» 简短题目 1
从下方记录中摘出所有包含单词"location"的行,区分大小写。

---------- 文档 ----------

版权声明:欢迎转载 https://blog.csdn.net/yandaoqiusheng/article/details/88745431
题目链接:传送门
支持单点插入,单点询问
一个短短的splay就好了
可是我们是来学分块的
这里只有网上的普遍做法
还是用vector维护每个块内的维护
插入的时候找到在哪个块内
如果插入过多导致块很大就全部重构
/**
* @Date: 2019-03-22T16:21:58+08:00
* @Last modified time: 2019-03-22T16:48:25+08:00
*/
#include <iostream>
#include <cstdio>
#include <cstring>
#include <cstdlib>
#include <complex>
#include <algorithm>
#include <climits>
#include <queue>
#include <map>
#include <set>
#include <vector>
#include <iomanip>
#define A 1000010
#define B 2010
using namespace std;
typedef long long ll;
int n, m, kn, bl[A], sta[A], a, b, c, opt;
vector<int> v[A];
pair<int, int> find(int fr, int pos = 1) {
while (fr > v[pos].size()) fr -= v[pos].size(), pos++;
return make_pair(pos, fr - 1);
}
void insert(int l, int r) {
pair<int, int> fr = find(l);
v[fr.first].insert(v[fr.first].begin() + fr.second, r);
if (v[fr.first].size() > m * 10) {
int top = 0;
for (int i = 1; i <= kn; i++) {
for (auto it = v[i].begin(); it != v[i].end(); it++) sta[++top] = *it;
v[i].clear();
}
int m = sqrt(top);
kn = (top - 1) / m + 1;
for (int i = 1; i <= top; i++) bl[i] = (i - 1) / m + 1, v[bl[i]].push_back(sta[i]);
}
}
int main(int argc, char const *argv[]) {
cin >> n; m = sqrt(n); kn = (n - 1) / m + 1;
for (int i = 1; i <= n; i++) {
scanf("%d", &a);
bl[i] = (i - 1) / m + 1;
v[bl[i]].push_back(a);
}
for (int i = 1; i <= n; i++) {
scanf("%d%d%d%d", &opt, &a, &b, &c);
if (!opt) insert(a, b);
else {pair<int, int> ff = find(b); printf("%d\n", v[ff.first][ff.second]);}
}
}

---------- 所给数据 ----------

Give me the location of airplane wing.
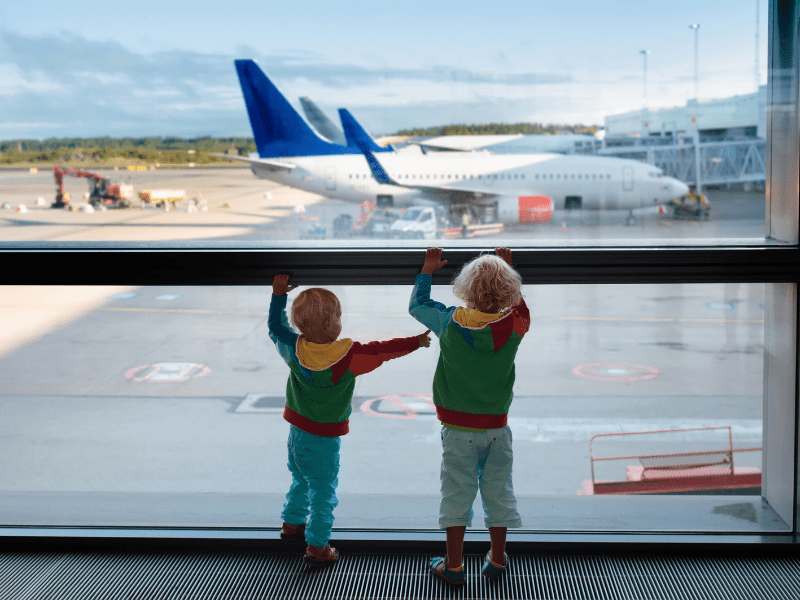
[214,152,297,171]
[410,133,522,152]
[339,108,499,202]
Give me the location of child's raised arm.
[267,275,298,354]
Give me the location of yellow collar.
[296,336,353,371]
[453,306,506,329]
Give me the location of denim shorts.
[439,425,522,529]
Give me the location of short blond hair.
[290,288,342,337]
[453,254,522,313]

----------

» 简短题目 2
把上面那篇讲分块的文章中的句子"如果插入过多导致块很大就全部重构"译成英文。

» 最终答案 1
Give me the location of airplane wing.
Give me the location of child's raised arm.
Give me the location of yellow collar.
Give me the location of denim shorts.
Give me the location of short blond hair.

» 最终答案 2
If too many insertions make a block very large, rebuild everything.